# Listagem:

* * * *

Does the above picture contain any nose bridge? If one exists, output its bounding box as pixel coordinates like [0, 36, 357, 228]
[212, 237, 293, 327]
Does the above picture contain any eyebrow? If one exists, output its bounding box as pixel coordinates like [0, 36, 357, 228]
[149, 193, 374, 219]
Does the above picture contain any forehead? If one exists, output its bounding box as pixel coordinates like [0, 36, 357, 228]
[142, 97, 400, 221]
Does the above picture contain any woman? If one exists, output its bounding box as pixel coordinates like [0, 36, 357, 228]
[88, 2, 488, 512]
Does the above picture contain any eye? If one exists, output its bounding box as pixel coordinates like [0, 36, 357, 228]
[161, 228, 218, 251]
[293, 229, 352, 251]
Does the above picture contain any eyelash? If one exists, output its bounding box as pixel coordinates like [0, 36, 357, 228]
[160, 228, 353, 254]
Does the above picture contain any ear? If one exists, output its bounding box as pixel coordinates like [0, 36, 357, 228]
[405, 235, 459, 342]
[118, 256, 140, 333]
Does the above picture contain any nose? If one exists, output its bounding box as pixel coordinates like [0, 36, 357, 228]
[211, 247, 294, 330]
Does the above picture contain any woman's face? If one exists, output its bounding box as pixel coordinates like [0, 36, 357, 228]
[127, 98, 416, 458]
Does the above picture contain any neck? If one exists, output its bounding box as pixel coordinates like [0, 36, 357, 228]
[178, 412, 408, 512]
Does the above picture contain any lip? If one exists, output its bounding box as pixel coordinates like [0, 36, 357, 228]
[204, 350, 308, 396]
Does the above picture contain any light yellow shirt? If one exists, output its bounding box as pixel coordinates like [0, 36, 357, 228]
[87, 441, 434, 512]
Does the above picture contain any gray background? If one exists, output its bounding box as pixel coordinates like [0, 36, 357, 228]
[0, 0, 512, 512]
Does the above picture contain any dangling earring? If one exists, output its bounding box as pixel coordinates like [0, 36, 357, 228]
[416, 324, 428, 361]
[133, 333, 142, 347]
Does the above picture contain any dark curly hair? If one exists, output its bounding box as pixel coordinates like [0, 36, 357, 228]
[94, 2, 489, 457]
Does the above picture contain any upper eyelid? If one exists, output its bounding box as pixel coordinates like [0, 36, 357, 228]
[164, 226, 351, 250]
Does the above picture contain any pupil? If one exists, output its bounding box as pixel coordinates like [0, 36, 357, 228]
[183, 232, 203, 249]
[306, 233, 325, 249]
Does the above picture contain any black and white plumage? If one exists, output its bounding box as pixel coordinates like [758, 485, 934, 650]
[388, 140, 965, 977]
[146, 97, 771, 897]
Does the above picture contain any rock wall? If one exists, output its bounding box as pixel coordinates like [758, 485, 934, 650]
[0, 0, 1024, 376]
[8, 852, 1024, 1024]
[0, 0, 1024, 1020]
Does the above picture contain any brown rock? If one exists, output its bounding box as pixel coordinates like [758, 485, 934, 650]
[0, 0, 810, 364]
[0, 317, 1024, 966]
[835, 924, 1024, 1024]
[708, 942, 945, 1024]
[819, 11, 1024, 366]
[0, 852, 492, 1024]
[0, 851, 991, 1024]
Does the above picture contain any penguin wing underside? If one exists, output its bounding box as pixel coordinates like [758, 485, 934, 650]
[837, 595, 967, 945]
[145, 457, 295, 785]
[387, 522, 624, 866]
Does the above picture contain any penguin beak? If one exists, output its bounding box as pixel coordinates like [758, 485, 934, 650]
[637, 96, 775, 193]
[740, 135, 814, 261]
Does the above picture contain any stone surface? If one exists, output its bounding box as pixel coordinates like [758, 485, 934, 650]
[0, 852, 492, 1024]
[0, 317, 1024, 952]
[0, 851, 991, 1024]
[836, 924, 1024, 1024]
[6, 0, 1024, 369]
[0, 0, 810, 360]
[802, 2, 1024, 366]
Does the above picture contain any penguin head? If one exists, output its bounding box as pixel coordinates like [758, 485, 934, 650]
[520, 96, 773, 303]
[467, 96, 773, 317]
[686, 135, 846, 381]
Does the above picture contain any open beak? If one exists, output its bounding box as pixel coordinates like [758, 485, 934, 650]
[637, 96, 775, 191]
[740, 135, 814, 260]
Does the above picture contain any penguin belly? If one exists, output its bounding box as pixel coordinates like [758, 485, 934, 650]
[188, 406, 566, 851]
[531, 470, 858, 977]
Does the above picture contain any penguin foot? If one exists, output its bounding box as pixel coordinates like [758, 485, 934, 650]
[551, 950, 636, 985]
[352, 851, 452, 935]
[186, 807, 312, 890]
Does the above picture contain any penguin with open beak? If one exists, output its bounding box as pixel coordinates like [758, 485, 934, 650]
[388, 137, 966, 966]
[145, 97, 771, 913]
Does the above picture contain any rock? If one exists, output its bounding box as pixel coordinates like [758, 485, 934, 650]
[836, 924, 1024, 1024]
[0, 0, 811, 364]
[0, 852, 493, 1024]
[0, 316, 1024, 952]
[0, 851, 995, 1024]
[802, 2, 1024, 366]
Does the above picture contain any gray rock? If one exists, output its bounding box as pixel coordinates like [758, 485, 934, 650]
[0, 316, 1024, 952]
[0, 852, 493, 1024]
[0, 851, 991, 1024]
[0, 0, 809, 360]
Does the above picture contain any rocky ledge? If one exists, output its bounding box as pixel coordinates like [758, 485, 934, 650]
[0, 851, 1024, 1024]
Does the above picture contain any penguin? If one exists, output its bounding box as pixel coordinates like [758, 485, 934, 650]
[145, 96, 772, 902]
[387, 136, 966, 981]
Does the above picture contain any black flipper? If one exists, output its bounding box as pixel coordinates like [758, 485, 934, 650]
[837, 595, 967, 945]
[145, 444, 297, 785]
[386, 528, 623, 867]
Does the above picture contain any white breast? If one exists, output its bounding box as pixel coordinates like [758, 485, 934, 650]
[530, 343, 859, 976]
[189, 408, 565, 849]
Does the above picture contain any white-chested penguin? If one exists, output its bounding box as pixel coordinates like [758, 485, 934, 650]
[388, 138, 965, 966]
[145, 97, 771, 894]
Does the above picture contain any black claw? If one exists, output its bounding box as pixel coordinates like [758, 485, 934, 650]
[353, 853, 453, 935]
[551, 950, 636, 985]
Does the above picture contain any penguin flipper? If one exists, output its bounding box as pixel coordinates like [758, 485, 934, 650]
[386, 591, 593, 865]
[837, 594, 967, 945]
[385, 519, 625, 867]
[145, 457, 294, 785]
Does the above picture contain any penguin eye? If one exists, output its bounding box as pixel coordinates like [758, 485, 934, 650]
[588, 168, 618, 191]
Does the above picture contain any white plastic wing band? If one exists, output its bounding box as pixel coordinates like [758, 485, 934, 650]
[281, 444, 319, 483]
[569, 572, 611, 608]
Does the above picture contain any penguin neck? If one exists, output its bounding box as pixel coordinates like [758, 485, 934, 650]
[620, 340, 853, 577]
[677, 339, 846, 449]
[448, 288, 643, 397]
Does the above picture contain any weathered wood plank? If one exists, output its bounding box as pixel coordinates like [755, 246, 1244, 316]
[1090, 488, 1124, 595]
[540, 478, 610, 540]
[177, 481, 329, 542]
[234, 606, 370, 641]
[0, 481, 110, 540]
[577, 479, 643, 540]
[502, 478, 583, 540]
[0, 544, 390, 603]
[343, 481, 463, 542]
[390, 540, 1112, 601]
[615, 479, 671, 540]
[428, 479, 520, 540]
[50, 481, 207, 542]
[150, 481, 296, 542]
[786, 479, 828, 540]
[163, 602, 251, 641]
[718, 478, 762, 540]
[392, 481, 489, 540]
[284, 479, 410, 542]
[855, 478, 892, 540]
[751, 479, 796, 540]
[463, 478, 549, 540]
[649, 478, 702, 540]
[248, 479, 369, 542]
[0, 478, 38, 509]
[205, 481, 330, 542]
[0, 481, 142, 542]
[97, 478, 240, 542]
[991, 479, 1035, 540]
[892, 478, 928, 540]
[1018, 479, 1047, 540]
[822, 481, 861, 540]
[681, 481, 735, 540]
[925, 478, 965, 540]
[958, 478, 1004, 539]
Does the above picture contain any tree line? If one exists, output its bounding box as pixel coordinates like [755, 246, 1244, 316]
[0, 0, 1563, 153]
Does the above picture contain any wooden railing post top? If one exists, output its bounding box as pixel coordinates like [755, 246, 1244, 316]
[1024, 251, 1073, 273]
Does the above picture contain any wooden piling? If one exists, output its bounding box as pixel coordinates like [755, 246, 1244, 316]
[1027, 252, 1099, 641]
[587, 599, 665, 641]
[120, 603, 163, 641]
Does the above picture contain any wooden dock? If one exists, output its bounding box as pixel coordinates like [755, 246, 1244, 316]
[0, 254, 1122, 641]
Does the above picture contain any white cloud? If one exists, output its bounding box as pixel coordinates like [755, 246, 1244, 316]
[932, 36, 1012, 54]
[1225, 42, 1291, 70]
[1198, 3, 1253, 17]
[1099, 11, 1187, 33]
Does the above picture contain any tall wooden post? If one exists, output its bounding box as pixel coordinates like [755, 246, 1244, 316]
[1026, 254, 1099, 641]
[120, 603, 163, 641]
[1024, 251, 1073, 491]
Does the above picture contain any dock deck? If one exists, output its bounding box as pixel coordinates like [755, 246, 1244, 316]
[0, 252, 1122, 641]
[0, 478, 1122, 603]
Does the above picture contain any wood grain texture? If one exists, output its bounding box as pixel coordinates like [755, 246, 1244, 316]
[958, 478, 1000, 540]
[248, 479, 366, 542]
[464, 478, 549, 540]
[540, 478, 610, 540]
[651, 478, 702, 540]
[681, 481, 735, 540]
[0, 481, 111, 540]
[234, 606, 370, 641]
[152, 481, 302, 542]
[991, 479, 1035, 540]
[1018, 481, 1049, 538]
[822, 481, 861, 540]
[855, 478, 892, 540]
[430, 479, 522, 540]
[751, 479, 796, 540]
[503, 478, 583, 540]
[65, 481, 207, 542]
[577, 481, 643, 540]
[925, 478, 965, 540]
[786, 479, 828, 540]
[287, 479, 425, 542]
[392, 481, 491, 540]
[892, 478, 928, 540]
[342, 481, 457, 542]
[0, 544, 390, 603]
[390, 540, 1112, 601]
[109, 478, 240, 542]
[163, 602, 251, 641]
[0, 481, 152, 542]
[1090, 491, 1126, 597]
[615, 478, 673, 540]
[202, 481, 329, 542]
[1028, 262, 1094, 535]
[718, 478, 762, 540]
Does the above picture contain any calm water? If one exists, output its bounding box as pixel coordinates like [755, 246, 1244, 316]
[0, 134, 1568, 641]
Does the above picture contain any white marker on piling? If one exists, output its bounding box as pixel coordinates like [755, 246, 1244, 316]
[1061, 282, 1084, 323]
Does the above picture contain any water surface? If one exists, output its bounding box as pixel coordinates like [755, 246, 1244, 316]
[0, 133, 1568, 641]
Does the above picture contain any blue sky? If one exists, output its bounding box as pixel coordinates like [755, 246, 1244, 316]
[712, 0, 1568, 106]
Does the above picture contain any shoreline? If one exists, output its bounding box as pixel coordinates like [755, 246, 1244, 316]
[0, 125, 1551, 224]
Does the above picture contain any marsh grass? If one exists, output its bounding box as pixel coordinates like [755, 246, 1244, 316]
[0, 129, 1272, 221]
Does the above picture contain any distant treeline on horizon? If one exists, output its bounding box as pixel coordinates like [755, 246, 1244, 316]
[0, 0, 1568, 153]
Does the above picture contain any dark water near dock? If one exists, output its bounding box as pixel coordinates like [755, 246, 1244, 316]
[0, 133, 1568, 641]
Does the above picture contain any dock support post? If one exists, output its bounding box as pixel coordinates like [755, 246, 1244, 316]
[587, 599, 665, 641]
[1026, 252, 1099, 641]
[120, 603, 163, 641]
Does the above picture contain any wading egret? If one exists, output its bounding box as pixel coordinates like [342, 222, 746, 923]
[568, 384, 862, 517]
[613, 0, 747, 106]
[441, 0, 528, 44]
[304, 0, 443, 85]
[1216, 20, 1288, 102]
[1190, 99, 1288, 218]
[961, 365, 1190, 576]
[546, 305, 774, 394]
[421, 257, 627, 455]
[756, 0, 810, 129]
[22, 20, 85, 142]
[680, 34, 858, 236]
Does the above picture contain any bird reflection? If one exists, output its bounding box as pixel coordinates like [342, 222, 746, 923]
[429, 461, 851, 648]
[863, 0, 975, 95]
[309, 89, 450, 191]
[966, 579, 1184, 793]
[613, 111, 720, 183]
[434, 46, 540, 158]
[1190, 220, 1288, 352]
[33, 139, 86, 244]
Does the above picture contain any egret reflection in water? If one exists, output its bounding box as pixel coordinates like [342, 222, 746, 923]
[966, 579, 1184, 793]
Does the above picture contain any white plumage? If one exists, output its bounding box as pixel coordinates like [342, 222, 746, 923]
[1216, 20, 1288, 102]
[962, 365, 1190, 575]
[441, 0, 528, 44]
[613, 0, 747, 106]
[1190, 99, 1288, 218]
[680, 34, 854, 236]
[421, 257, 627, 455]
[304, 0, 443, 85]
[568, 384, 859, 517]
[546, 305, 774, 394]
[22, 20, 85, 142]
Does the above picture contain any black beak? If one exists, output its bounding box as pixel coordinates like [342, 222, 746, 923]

* * * *

# Objetivo:
Reescreva as linhas a partir da que contém "Does the above picture contain any blue" até a que contém "[0, 0, 1568, 153]", substituindo "shoreline" por "waterline" e mantendo todo o resto inalterado.

# Exercício resolvido:
Does the above picture contain any blue sky? If one exists, output its bounding box as pixel coordinates like [755, 246, 1244, 316]
[712, 0, 1568, 106]
Does the above picture contain any waterline? If one exists, output its bounding box as pixel coordinates like [755, 246, 1244, 316]
[0, 125, 1551, 224]
Does the above picture contain any marsh grass? If one exists, output its bounding box as pixel coordinates like [755, 246, 1244, 316]
[0, 129, 1272, 221]
Does the above picture contain any distant treeline on horizon? If one exists, output its bounding box as pixel coordinates like [755, 246, 1244, 316]
[0, 0, 1568, 153]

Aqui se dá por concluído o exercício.